● DATASET ENTRIES
═══

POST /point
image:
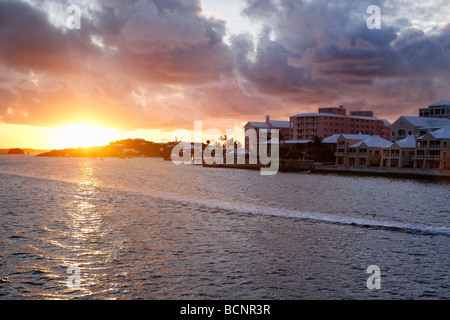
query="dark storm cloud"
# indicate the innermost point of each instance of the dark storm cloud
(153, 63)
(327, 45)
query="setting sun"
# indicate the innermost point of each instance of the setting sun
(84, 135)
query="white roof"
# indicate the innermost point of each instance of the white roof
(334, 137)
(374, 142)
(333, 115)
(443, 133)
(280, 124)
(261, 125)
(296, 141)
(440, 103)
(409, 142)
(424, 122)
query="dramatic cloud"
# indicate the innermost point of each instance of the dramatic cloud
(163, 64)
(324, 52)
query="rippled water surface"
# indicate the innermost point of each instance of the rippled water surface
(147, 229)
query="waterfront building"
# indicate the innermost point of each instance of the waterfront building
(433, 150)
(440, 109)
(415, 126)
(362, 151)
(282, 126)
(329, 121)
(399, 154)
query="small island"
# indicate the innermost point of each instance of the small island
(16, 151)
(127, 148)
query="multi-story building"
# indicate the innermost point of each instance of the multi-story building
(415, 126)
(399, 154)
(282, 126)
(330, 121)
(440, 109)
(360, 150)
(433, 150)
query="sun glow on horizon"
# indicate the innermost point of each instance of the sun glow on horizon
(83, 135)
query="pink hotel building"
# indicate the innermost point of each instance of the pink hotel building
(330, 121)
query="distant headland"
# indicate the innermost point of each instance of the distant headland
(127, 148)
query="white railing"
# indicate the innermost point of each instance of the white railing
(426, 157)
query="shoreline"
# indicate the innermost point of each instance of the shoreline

═══

● PROMPT
Give the number of lines in this material that include the string "shoreline", with no other text.

● TASK RESPONSE
2